Stored items:
_ _ _

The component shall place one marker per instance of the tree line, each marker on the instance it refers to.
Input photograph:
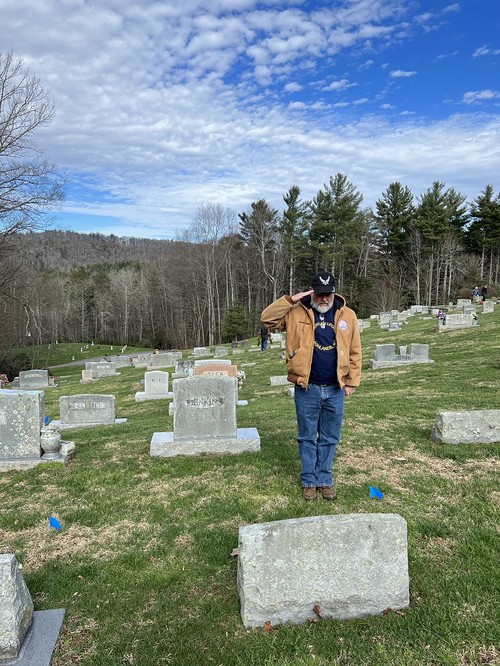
(211, 284)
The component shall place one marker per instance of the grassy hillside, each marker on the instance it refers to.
(143, 561)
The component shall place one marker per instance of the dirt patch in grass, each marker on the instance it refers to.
(42, 545)
(396, 468)
(75, 643)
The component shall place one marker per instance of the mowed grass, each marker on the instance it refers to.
(143, 562)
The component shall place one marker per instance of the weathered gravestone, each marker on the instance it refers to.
(101, 369)
(16, 608)
(183, 369)
(27, 637)
(480, 426)
(279, 380)
(21, 419)
(155, 387)
(348, 566)
(455, 321)
(204, 420)
(33, 379)
(385, 356)
(221, 368)
(221, 351)
(87, 410)
(141, 360)
(156, 361)
(120, 361)
(198, 352)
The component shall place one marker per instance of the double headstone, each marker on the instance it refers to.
(204, 420)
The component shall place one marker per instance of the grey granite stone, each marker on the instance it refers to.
(467, 427)
(349, 566)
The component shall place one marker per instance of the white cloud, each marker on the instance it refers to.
(163, 106)
(401, 73)
(485, 50)
(293, 87)
(480, 95)
(343, 84)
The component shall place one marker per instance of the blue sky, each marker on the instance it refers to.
(163, 106)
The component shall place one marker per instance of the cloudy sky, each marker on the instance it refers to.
(162, 106)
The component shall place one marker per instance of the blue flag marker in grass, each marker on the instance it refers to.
(53, 522)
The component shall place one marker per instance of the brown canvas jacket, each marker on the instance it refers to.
(298, 321)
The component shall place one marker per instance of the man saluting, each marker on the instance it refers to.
(323, 356)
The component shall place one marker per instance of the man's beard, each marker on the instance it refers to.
(321, 307)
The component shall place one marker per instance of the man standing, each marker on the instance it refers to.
(323, 356)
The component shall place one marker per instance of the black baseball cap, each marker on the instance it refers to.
(323, 283)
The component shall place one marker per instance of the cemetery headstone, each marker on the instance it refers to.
(21, 419)
(33, 379)
(279, 380)
(27, 637)
(455, 321)
(161, 361)
(385, 356)
(16, 608)
(155, 387)
(184, 369)
(204, 420)
(349, 566)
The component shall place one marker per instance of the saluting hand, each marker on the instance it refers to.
(298, 297)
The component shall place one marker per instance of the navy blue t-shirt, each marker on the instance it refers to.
(324, 362)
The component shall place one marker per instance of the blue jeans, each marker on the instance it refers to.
(319, 419)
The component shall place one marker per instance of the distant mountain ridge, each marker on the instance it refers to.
(66, 250)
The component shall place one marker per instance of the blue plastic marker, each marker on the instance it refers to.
(53, 522)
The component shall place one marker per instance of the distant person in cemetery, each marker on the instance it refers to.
(264, 336)
(323, 356)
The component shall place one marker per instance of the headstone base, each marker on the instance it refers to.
(374, 365)
(163, 444)
(40, 640)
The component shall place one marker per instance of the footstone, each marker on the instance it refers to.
(467, 427)
(87, 410)
(349, 566)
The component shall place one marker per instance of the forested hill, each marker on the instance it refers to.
(66, 250)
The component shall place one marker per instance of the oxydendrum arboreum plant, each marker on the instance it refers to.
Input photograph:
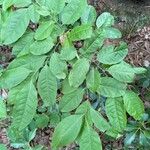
(63, 71)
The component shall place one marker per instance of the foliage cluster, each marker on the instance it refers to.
(65, 75)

_ _ _

**TO DO:** Give back the records above exactly, with no pictures.

**ANSWER BOX:**
The component shall place one marker per instance of the tree line, each marker on the instance it refers to.
Input photograph:
(211, 284)
The component shall place one marker per instance of the grassy hillside, each marker on the instance it refers to.
(143, 561)
The component shall place one marker per instance of the dirt patch in grass, each marker on the instance it refers to.
(42, 545)
(396, 468)
(75, 643)
The component shall place one marker per instance of the mowed grass, each marker on the instance it refers to.
(143, 562)
The component shall place one marker per instance of the weathered gravestone, each marker on the instance it refers to.
(101, 369)
(16, 608)
(183, 369)
(27, 637)
(480, 426)
(279, 380)
(21, 419)
(155, 387)
(348, 566)
(455, 321)
(204, 420)
(33, 379)
(385, 356)
(221, 368)
(221, 351)
(87, 410)
(141, 360)
(156, 361)
(120, 361)
(198, 352)
The component shall place one marker per instance of the double headstone, each marker on the instance it refers to.
(204, 420)
The component shall place one marker per instance of the grey granite stone, each marker on the instance it refers to.
(467, 427)
(349, 566)
The component shall place one marker per instance of the white cloud, each marker on the instance it refers to.
(163, 106)
(401, 73)
(485, 50)
(293, 87)
(480, 95)
(343, 84)
The component shall place one marker per instance of the blue sky, each marker on the instance it refers to.
(163, 106)
The component shall place one marker per instance of the cloudy sky, each marker on the instance it refers to.
(162, 106)
The component shall place one marker per instance of the blue flag marker in grass, each marker on the instance it refers to.
(53, 522)
The component shall place one marker per instance of the brown canvas jacket, each marker on the instance it refers to.
(298, 321)
The component shall place one marker per instance of the man saluting, each marker on the instance it refers to.
(323, 356)
The component shall place one marker per instance of the man's beard, each marker on the instance it refers to.
(321, 307)
The component shall place one marker per instance of the man standing, each marker on the instance it refers to.
(323, 356)
The component shall place one marker per instance of the black baseball cap, each marker on the instance it refers to.
(323, 283)
The component shall place one marker per instance of the cemetery headstone, each marker on the instance it refers to.
(21, 419)
(33, 379)
(279, 380)
(27, 637)
(455, 321)
(161, 361)
(385, 356)
(16, 608)
(155, 387)
(184, 369)
(204, 420)
(349, 566)
The component shall place one marker per instance of the saluting hand, each marker on the instance it refers to.
(298, 297)
The component shall place one marker per instance of the navy blue t-shirt, each marker on the instance it refers to.
(324, 362)
The component shall place one marker per instance of the blue jeans, each marker on the instance it refers to.
(319, 419)
The component shall place one marker per instance of the distant mountain ridge, each marker on the instance it refers to.
(66, 250)
The component shall place one marker per instance of the blue plastic marker, each marker on the instance it refers to.
(53, 522)
The component shall place one marker per instance of the distant person in cemetery, each marker on the instance it refers to.
(264, 336)
(323, 356)
The component shall place one marker per instance of the headstone base, each marker on the instance it refers to.
(374, 365)
(163, 444)
(40, 640)
The component shall place one marker per instance of the footstone, each marker on the instance it refers to.
(467, 427)
(87, 410)
(349, 566)
The component shall place one marker per instance of the forested hill, each marker on the instance it refers to.
(66, 250)
The component shall place one marker per instance of the oxydendrum arboreum plant, each marker on the instance it refers to.
Input photograph:
(63, 71)
The component shall place one marker per instance of the foliage cluster, each marker on the instance it refers to.
(65, 75)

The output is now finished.